_TO DO_:
Nothing other than the lines from the one containing "In the picture above, where can the leaf" through the close of the entries below should be printed, each exactly.

_Raw records_:
========

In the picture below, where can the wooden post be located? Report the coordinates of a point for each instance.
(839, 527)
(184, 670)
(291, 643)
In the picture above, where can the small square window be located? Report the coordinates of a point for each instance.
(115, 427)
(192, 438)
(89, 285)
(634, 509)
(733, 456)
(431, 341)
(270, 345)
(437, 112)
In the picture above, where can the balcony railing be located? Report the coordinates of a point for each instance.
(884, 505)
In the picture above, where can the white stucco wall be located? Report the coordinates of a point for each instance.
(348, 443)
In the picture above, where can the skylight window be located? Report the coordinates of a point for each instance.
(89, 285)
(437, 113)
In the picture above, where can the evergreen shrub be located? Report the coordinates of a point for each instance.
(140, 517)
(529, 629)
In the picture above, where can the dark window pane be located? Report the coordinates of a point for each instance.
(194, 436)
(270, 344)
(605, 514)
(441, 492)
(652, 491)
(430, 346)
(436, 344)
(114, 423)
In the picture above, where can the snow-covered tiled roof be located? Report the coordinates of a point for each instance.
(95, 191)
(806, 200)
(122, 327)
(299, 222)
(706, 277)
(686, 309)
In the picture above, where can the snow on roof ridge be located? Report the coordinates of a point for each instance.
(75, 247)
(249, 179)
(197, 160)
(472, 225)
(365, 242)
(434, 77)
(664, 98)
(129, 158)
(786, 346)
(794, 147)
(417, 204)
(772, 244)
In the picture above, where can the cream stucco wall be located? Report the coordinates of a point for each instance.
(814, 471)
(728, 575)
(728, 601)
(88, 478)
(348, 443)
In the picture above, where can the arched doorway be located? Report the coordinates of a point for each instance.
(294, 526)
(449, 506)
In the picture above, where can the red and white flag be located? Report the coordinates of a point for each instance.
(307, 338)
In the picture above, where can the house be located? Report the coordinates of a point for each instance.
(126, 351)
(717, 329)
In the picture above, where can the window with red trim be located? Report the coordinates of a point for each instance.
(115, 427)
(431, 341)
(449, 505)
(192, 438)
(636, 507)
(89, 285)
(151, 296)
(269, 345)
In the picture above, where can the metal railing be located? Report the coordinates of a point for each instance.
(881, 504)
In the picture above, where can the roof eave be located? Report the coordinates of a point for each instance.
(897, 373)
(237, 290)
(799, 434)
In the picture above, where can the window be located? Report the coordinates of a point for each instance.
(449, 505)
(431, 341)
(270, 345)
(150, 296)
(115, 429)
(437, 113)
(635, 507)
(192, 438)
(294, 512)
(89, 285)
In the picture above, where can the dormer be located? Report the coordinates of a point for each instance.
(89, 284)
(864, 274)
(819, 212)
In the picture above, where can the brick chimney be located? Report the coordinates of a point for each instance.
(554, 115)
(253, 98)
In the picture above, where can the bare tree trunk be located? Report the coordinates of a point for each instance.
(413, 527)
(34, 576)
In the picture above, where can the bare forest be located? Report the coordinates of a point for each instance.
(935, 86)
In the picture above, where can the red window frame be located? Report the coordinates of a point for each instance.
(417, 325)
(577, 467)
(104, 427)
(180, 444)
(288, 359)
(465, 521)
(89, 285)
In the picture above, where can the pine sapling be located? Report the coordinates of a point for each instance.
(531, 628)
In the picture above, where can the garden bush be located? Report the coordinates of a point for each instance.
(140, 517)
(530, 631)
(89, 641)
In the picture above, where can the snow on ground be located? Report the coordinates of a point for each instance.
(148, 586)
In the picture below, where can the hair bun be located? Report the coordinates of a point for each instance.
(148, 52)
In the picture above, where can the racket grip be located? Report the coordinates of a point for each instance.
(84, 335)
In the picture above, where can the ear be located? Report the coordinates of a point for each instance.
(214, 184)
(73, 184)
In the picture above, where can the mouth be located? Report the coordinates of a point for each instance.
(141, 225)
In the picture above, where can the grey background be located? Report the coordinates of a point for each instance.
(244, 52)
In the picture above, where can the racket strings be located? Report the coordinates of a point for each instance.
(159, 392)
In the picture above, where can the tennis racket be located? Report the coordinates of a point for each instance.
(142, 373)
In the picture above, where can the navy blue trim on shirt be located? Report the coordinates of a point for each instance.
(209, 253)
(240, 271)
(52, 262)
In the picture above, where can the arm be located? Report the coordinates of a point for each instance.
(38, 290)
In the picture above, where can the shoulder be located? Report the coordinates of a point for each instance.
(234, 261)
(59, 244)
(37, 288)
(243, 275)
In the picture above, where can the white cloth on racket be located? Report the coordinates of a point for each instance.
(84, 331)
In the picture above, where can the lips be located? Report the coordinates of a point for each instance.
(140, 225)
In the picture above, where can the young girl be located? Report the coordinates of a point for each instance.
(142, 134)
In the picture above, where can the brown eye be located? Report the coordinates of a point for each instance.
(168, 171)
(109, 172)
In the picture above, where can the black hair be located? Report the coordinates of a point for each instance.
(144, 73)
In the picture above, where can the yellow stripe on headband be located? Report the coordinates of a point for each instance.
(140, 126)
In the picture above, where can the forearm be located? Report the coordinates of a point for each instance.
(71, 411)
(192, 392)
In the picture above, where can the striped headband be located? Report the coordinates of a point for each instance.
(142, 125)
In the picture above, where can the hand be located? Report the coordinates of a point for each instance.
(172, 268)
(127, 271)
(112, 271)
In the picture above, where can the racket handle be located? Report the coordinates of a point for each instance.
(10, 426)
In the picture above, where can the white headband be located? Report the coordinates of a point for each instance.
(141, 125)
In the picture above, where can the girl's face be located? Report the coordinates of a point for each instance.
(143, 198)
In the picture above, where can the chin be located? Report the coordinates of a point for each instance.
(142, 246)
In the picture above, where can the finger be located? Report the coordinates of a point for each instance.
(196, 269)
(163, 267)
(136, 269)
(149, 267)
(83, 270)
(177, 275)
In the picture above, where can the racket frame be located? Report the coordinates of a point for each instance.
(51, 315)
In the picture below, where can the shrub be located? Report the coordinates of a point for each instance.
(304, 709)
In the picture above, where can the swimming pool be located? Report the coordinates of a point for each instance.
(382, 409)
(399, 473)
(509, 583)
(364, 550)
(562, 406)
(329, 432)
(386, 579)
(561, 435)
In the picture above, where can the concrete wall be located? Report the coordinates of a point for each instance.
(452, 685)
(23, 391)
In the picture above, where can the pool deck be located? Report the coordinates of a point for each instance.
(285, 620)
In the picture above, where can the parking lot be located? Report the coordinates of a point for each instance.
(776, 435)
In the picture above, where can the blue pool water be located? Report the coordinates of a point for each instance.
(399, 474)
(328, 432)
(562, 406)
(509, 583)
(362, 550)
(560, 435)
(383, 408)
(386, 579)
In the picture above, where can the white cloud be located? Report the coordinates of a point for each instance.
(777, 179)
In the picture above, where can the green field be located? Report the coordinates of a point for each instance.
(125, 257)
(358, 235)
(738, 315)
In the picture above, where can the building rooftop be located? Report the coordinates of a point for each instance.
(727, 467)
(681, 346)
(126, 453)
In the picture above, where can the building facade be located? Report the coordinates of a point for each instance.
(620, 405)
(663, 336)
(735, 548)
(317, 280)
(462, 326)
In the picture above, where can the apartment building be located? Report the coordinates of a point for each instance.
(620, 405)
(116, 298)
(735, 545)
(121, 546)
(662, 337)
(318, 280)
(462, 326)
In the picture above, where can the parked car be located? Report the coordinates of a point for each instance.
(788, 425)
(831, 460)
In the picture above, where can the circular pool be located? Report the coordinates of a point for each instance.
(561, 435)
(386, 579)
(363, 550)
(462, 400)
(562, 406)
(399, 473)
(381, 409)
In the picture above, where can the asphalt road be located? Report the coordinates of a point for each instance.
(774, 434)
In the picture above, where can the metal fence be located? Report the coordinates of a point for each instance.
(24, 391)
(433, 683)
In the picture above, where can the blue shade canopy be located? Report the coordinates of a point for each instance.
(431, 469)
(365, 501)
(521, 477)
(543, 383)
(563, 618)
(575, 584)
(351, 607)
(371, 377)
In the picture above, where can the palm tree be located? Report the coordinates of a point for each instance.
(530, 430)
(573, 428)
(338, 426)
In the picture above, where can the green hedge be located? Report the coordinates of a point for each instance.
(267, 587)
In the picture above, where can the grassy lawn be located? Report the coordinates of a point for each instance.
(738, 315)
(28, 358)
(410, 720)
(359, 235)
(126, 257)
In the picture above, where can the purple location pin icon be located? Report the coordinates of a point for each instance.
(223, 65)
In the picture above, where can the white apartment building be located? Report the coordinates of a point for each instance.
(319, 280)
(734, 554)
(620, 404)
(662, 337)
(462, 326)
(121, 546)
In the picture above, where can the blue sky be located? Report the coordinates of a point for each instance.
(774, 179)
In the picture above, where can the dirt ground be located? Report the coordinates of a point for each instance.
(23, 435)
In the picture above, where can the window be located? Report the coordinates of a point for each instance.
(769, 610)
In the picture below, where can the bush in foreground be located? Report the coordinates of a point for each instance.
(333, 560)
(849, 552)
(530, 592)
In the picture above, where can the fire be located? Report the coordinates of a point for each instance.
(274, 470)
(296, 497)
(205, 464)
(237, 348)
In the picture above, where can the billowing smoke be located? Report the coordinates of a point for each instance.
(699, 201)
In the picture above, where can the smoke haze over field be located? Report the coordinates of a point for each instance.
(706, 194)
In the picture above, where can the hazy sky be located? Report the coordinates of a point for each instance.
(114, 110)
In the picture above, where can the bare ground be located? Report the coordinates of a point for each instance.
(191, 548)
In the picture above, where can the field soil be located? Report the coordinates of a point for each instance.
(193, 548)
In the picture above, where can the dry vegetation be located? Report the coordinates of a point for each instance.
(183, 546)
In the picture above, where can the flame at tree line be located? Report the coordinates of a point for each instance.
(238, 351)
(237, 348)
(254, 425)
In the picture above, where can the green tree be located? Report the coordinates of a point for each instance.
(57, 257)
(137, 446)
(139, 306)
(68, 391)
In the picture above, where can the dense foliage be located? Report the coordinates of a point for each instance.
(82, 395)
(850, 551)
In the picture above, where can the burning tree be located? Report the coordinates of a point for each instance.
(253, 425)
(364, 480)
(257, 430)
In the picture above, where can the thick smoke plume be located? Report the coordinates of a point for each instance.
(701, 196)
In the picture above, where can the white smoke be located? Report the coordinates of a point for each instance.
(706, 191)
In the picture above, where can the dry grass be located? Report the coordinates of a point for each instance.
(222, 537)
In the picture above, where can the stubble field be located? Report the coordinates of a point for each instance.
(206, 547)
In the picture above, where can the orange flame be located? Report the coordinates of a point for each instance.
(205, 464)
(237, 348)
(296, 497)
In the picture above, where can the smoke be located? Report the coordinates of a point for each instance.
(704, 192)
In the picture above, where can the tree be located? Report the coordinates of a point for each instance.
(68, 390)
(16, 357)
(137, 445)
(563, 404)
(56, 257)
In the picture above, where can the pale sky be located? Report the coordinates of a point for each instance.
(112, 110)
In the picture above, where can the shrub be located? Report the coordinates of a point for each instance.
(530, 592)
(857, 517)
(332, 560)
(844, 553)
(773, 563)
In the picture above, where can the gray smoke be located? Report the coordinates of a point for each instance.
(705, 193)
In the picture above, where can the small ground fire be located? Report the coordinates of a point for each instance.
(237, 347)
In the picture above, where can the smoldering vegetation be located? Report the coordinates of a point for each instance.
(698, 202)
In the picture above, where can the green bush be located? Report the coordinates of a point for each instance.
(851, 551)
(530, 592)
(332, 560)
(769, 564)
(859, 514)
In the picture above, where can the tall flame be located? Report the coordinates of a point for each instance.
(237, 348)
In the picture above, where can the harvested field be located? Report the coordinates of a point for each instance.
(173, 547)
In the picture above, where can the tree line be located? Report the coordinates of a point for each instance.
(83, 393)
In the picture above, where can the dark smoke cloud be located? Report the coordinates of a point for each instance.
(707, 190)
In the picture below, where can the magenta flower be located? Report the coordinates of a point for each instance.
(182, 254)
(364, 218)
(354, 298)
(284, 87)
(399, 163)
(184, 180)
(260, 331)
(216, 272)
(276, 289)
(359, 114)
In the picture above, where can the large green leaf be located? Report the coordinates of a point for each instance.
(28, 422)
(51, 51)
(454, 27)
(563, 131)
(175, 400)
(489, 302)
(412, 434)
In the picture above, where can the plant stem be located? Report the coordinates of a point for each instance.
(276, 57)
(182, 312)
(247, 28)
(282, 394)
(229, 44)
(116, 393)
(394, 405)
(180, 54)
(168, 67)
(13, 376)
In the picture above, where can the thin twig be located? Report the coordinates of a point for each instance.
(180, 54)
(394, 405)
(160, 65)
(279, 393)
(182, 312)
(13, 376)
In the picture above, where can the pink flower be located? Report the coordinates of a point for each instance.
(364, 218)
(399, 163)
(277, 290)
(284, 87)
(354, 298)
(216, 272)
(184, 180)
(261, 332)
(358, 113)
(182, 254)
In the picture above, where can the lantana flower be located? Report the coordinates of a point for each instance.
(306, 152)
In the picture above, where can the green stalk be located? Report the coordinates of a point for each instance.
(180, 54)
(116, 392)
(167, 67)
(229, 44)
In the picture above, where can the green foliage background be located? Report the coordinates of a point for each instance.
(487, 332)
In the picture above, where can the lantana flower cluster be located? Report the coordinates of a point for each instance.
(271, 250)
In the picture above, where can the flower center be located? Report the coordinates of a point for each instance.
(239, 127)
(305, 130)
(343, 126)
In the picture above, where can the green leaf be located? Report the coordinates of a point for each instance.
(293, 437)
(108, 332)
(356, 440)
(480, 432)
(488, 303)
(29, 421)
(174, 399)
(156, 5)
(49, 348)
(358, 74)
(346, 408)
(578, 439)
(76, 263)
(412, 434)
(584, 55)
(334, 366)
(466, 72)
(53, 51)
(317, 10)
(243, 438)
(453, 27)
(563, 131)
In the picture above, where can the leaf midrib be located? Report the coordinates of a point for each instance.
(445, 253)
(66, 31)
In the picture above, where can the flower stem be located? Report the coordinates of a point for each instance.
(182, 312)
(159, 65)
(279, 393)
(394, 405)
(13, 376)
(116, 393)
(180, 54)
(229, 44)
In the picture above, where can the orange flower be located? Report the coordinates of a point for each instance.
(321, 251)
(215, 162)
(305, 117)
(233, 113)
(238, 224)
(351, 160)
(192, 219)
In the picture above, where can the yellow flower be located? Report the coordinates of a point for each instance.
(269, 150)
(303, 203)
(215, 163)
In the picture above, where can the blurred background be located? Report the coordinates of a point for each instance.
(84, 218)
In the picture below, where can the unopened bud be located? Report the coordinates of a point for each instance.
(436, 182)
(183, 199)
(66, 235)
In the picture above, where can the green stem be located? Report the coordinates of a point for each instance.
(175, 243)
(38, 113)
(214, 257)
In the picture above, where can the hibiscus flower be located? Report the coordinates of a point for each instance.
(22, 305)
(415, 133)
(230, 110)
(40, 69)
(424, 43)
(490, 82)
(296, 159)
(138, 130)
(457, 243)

========

_EXERCISE RESULT_:
In the picture above, where can the leaf midrib be located? Report the coordinates of a point for each instance.
(445, 253)
(66, 31)
In the picture above, where can the flower stem be located? Report the coordinates of a point for each instance.
(182, 312)
(159, 65)
(279, 393)
(394, 405)
(13, 376)
(116, 393)
(180, 54)
(229, 44)
In the picture above, where can the orange flower be located? Report the coordinates of a point for each instance.
(321, 251)
(215, 162)
(305, 117)
(233, 113)
(238, 224)
(351, 160)
(192, 219)
In the picture above, where can the yellow flower be located? Report the coordinates of a point for each instance.
(269, 150)
(303, 203)
(215, 163)
In the picture above, where can the blurred background be located? Report the coordinates of a point for each instance.
(84, 218)
In the picture below, where can the unopened bud be located? Report the coordinates of a point for each instance.
(436, 182)
(183, 199)
(66, 235)
In the picture above, where can the green stem be located? Report the coordinates of a point for each instance.
(175, 243)
(38, 113)
(214, 257)
In the picture above, where can the hibiscus flower be located? Report the coordinates of a point for each instance.
(22, 305)
(415, 133)
(230, 110)
(40, 69)
(424, 43)
(490, 82)
(296, 159)
(138, 130)
(457, 243)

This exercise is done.